Word for word, print each line of the listing below; pictures stay out.

(Records from a data collection)
=======

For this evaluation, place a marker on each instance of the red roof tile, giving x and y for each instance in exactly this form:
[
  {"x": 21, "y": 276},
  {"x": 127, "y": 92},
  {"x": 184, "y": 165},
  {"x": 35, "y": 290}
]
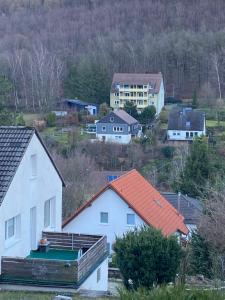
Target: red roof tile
[{"x": 145, "y": 200}]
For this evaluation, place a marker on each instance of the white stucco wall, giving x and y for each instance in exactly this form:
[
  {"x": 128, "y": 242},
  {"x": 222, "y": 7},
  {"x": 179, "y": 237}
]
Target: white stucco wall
[
  {"x": 88, "y": 221},
  {"x": 111, "y": 138},
  {"x": 182, "y": 135},
  {"x": 26, "y": 192},
  {"x": 160, "y": 100},
  {"x": 91, "y": 282}
]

=======

COMPLETED EXERCISE:
For this evaluation, place a marker on each instance of the red roof tile, giving x and y for each instance in exactly this form:
[
  {"x": 21, "y": 276},
  {"x": 127, "y": 92},
  {"x": 184, "y": 165},
  {"x": 35, "y": 290}
]
Target: red roof tile
[{"x": 145, "y": 200}]
For this evaluation, place a marker on each instance of the white stucco wall, giving x and y for each instance in exactly this form:
[
  {"x": 128, "y": 242},
  {"x": 222, "y": 7},
  {"x": 179, "y": 237}
]
Target: white stucco wall
[
  {"x": 88, "y": 221},
  {"x": 111, "y": 138},
  {"x": 182, "y": 135},
  {"x": 26, "y": 192},
  {"x": 160, "y": 100},
  {"x": 91, "y": 282}
]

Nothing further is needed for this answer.